* _The problem_:
Collect every row below that contains the word "surface", and copy each of those rows.

* _Input for this task_:
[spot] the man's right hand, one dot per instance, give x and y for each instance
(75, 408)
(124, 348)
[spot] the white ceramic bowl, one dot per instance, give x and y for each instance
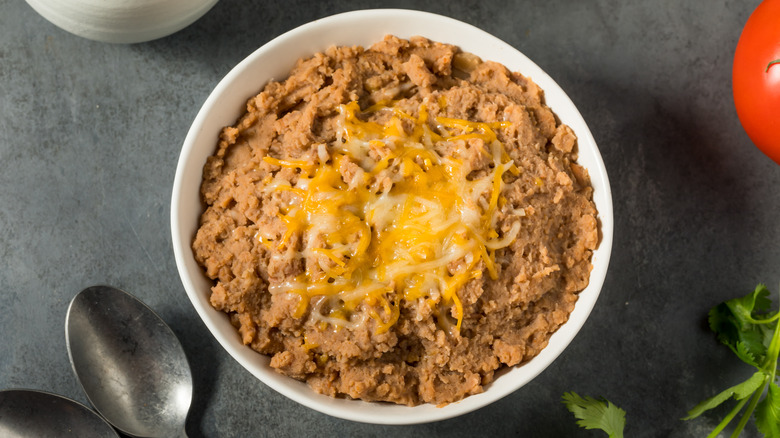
(274, 60)
(122, 21)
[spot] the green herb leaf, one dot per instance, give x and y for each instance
(743, 390)
(735, 324)
(768, 413)
(751, 330)
(596, 414)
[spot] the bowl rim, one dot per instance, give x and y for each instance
(309, 35)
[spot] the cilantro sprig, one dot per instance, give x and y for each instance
(750, 329)
(594, 413)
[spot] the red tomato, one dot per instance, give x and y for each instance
(756, 78)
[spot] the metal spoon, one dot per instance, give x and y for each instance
(26, 413)
(129, 362)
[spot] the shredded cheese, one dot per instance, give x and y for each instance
(387, 219)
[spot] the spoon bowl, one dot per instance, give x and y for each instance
(129, 362)
(26, 413)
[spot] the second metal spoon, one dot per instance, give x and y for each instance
(131, 365)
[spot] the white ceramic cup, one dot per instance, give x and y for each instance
(122, 21)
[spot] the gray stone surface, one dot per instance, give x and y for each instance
(90, 135)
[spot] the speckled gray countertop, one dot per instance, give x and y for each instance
(90, 135)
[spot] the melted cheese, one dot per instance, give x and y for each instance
(385, 218)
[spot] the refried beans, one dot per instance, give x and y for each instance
(397, 223)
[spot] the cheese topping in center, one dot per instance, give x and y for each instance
(385, 218)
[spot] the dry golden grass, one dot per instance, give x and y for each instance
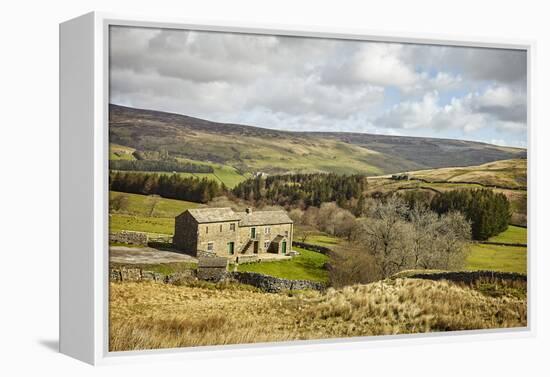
(153, 315)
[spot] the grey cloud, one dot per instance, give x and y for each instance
(315, 84)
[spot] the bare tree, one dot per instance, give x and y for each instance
(119, 203)
(296, 215)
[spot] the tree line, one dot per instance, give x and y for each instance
(489, 212)
(159, 166)
(393, 237)
(173, 186)
(302, 190)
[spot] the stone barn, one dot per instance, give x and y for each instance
(223, 232)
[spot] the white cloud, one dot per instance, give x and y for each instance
(320, 84)
(466, 114)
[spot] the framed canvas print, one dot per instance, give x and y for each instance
(225, 187)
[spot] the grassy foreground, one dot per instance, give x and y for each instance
(153, 315)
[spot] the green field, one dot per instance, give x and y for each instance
(497, 258)
(149, 214)
(153, 206)
(156, 225)
(307, 266)
(514, 234)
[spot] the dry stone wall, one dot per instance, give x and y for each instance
(273, 284)
(471, 276)
(133, 238)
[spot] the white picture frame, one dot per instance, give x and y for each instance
(84, 75)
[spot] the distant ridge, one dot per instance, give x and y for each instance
(251, 148)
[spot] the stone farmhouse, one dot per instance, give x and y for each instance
(223, 232)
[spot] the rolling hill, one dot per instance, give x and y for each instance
(251, 149)
(507, 176)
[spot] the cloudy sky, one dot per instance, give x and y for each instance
(308, 84)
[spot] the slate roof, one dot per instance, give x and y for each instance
(264, 218)
(278, 239)
(213, 215)
(212, 262)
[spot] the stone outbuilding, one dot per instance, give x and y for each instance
(223, 232)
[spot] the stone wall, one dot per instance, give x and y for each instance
(272, 284)
(133, 238)
(247, 258)
(137, 274)
(262, 237)
(264, 282)
(471, 276)
(220, 234)
(308, 246)
(185, 233)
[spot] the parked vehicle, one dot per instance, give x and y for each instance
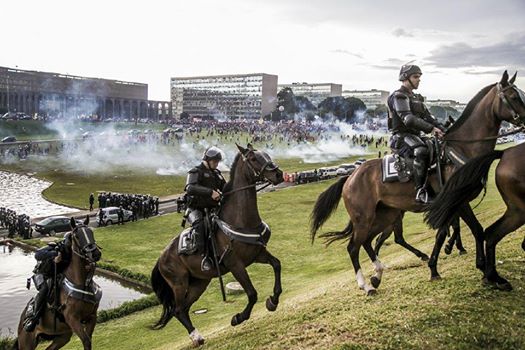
(327, 172)
(111, 215)
(54, 224)
(346, 169)
(306, 177)
(9, 139)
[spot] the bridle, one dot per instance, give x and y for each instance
(517, 119)
(258, 174)
(85, 250)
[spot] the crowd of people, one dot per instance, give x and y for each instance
(16, 224)
(141, 205)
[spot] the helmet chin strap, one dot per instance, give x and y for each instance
(410, 82)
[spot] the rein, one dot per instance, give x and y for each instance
(245, 188)
(488, 138)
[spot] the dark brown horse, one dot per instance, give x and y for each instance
(397, 229)
(178, 280)
(468, 182)
(75, 315)
(373, 205)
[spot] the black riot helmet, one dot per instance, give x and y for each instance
(407, 70)
(212, 153)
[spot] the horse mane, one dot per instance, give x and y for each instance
(470, 108)
(229, 185)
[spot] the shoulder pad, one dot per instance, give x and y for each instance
(399, 94)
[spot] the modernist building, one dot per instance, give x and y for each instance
(233, 96)
(371, 98)
(56, 94)
(447, 103)
(316, 93)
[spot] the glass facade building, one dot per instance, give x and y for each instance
(250, 96)
(316, 93)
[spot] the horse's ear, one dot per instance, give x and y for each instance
(513, 79)
(241, 149)
(504, 78)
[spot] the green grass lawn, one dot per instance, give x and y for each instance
(322, 307)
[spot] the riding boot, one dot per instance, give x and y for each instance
(33, 315)
(206, 264)
(420, 175)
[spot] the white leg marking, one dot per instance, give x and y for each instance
(378, 268)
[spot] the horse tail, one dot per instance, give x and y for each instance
(165, 296)
(331, 237)
(466, 182)
(325, 206)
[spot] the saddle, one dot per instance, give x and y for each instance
(259, 235)
(399, 168)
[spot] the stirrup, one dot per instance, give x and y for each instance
(422, 196)
(205, 264)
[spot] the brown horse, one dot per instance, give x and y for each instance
(178, 280)
(397, 229)
(468, 182)
(373, 205)
(77, 310)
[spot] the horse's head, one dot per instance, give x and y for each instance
(260, 165)
(510, 102)
(83, 241)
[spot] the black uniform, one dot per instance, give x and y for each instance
(43, 274)
(200, 184)
(408, 117)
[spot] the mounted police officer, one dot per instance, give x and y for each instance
(408, 119)
(203, 187)
(47, 257)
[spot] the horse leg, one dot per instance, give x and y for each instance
(375, 280)
(60, 341)
(382, 238)
(457, 231)
(186, 292)
(195, 290)
(399, 239)
(475, 227)
(267, 258)
(441, 235)
(238, 271)
(79, 329)
(509, 222)
(353, 248)
(26, 340)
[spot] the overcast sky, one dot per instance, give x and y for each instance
(461, 45)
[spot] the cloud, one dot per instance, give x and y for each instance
(399, 32)
(509, 53)
(346, 52)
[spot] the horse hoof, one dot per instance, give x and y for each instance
(236, 320)
(270, 306)
(198, 342)
(505, 287)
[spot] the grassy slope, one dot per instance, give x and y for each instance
(322, 306)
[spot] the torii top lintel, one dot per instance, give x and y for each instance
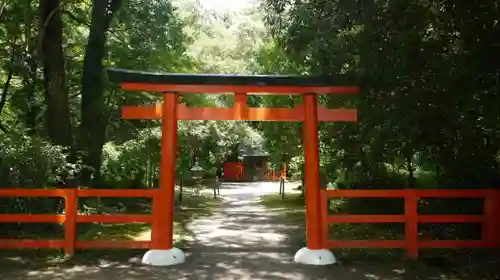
(220, 84)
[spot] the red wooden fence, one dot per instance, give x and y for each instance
(411, 218)
(71, 218)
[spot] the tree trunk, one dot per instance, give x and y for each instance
(93, 126)
(56, 93)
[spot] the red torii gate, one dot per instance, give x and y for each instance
(170, 111)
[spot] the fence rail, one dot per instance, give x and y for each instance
(71, 218)
(411, 218)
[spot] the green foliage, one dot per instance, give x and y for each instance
(428, 86)
(32, 162)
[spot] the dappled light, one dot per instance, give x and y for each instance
(249, 139)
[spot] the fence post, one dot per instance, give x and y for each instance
(494, 224)
(411, 226)
(488, 230)
(70, 212)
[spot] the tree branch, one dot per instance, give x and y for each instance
(75, 18)
(114, 6)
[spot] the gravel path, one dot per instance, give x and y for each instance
(242, 240)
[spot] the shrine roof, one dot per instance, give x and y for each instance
(222, 83)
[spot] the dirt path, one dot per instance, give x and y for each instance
(242, 240)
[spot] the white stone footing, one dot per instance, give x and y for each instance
(164, 257)
(314, 257)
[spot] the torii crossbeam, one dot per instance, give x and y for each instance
(170, 111)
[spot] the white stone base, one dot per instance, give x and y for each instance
(314, 257)
(164, 257)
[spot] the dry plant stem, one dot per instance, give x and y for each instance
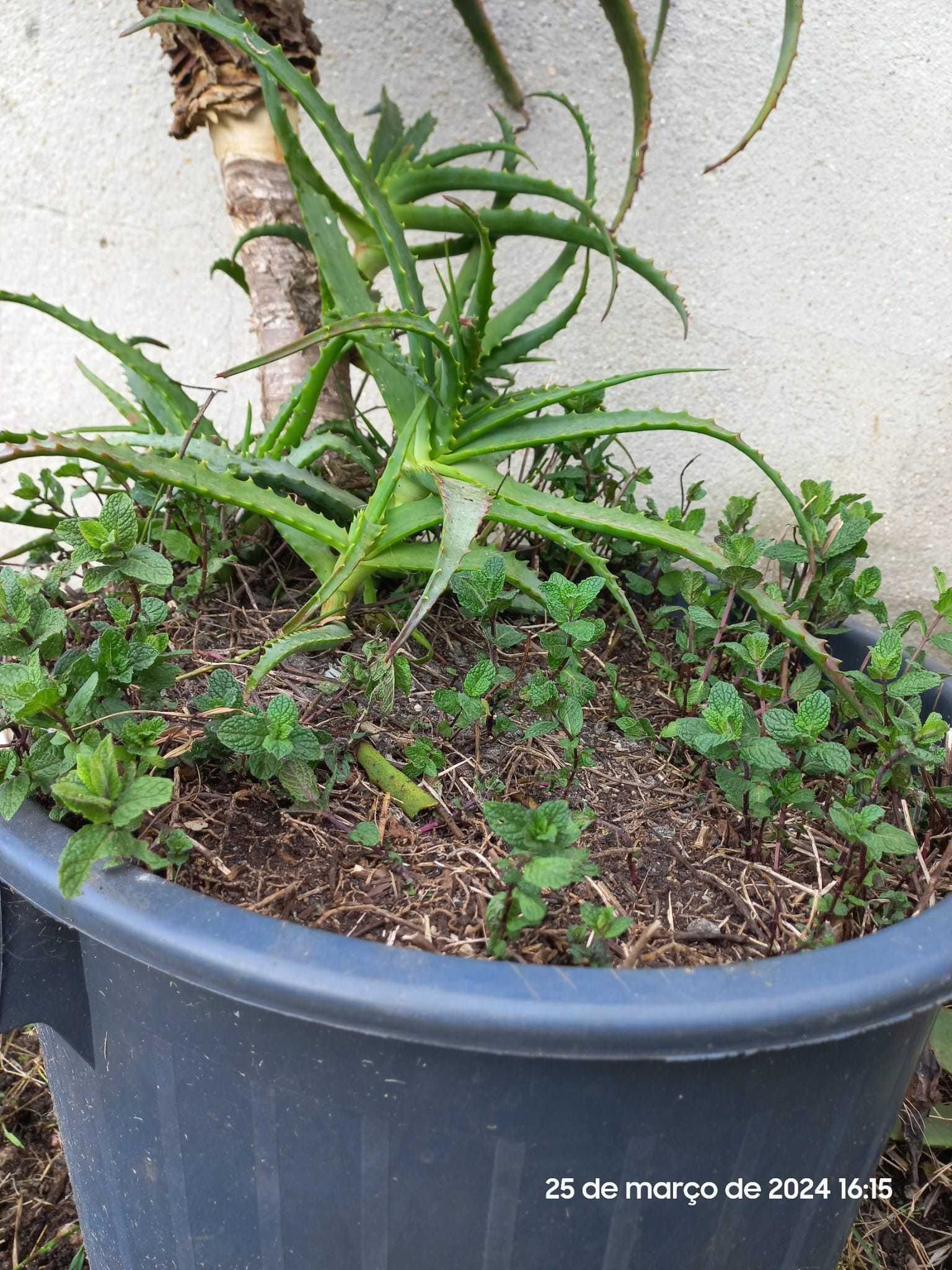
(282, 280)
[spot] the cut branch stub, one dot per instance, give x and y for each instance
(213, 78)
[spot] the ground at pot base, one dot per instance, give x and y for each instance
(36, 1198)
(913, 1232)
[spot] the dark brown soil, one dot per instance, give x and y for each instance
(667, 845)
(36, 1199)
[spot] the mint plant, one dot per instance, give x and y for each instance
(542, 858)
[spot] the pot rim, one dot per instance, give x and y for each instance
(489, 1006)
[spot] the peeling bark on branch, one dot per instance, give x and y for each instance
(218, 87)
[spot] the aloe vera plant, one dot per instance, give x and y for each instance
(456, 417)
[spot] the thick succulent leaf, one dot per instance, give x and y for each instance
(116, 399)
(177, 407)
(421, 558)
(421, 182)
(316, 556)
(180, 474)
(530, 224)
(355, 328)
(231, 270)
(450, 154)
(521, 309)
(338, 270)
(465, 507)
(516, 516)
(268, 473)
(516, 406)
(519, 347)
(376, 206)
(627, 35)
(299, 419)
(792, 22)
(549, 429)
(485, 40)
(635, 527)
(316, 641)
(387, 135)
(296, 234)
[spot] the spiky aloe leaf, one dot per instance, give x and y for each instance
(465, 507)
(381, 773)
(421, 182)
(485, 40)
(549, 429)
(355, 328)
(792, 22)
(522, 221)
(627, 35)
(231, 270)
(180, 474)
(519, 347)
(338, 270)
(268, 474)
(316, 641)
(421, 558)
(524, 305)
(376, 206)
(116, 399)
(175, 407)
(635, 527)
(296, 234)
(450, 154)
(516, 406)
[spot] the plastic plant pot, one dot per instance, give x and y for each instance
(236, 1093)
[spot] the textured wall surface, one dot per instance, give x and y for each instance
(816, 266)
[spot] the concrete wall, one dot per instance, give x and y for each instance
(816, 265)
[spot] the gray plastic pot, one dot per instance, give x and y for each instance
(235, 1093)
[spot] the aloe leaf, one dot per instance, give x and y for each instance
(316, 556)
(376, 206)
(182, 474)
(175, 407)
(465, 507)
(268, 473)
(518, 349)
(627, 35)
(338, 270)
(421, 558)
(507, 512)
(485, 40)
(387, 135)
(437, 158)
(526, 223)
(301, 414)
(549, 429)
(381, 773)
(116, 399)
(516, 406)
(421, 182)
(355, 328)
(296, 234)
(319, 442)
(633, 526)
(521, 309)
(231, 270)
(792, 22)
(287, 646)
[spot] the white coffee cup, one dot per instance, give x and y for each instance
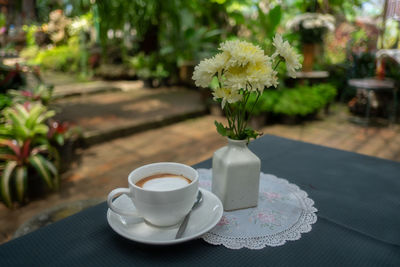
(160, 208)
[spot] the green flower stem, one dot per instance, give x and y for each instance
(252, 108)
(277, 63)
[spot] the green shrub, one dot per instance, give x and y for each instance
(60, 58)
(24, 148)
(302, 100)
(29, 52)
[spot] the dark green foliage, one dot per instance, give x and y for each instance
(302, 100)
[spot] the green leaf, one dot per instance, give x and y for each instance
(34, 114)
(5, 182)
(37, 162)
(251, 134)
(22, 112)
(220, 128)
(274, 16)
(21, 176)
(52, 168)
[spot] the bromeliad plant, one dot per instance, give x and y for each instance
(24, 148)
(240, 70)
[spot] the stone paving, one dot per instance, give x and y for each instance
(105, 166)
(105, 116)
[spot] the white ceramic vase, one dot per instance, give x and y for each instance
(236, 175)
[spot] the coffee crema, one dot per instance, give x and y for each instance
(163, 182)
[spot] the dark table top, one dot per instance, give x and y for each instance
(358, 198)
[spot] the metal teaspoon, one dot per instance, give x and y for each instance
(183, 225)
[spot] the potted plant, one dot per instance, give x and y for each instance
(241, 69)
(25, 151)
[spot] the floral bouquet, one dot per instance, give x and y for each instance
(242, 69)
(312, 26)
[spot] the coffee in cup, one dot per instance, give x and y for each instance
(163, 193)
(163, 182)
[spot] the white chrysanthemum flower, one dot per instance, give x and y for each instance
(207, 68)
(254, 77)
(227, 95)
(235, 77)
(261, 75)
(241, 53)
(284, 50)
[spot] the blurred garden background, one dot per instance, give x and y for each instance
(91, 89)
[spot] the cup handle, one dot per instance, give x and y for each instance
(116, 193)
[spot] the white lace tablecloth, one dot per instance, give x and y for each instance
(283, 213)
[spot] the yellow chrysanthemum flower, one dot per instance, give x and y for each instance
(241, 53)
(205, 71)
(227, 95)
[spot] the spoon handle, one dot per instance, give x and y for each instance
(182, 228)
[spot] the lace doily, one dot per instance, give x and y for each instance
(283, 213)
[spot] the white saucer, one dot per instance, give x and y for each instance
(202, 220)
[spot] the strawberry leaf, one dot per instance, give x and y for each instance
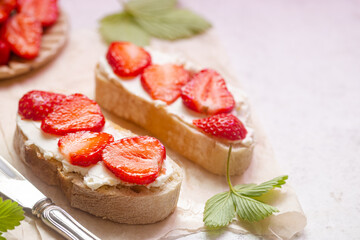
(221, 208)
(10, 215)
(149, 7)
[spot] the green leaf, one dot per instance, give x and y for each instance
(219, 210)
(149, 7)
(253, 190)
(10, 215)
(122, 27)
(173, 24)
(250, 209)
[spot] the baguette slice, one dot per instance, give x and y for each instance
(122, 204)
(209, 152)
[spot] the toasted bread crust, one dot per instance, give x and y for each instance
(191, 143)
(122, 204)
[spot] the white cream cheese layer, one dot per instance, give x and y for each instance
(96, 175)
(177, 108)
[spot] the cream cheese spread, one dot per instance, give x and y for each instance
(177, 108)
(96, 175)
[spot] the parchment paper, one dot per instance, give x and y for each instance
(73, 71)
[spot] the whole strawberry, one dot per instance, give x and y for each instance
(223, 125)
(84, 148)
(76, 113)
(36, 105)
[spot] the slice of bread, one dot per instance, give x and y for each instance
(122, 204)
(209, 152)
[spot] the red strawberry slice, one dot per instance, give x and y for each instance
(84, 148)
(6, 7)
(135, 159)
(222, 125)
(45, 11)
(164, 82)
(127, 59)
(23, 34)
(4, 52)
(207, 93)
(36, 105)
(75, 113)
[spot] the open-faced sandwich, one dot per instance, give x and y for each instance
(32, 32)
(190, 109)
(102, 168)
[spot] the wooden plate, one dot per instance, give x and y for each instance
(53, 39)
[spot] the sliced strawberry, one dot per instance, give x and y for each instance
(207, 93)
(23, 34)
(84, 148)
(127, 59)
(36, 105)
(135, 159)
(45, 11)
(4, 52)
(6, 7)
(222, 125)
(75, 113)
(164, 82)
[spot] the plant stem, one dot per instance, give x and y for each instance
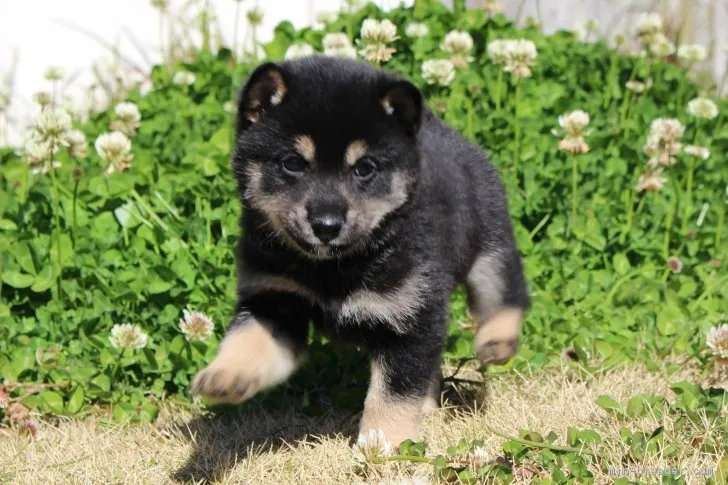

* _Task response_:
[spot] the gray stone surface, one dot per instance, give x and y for each instance
[spot] the textured wall surface, one dot per instance, give x and y for each instance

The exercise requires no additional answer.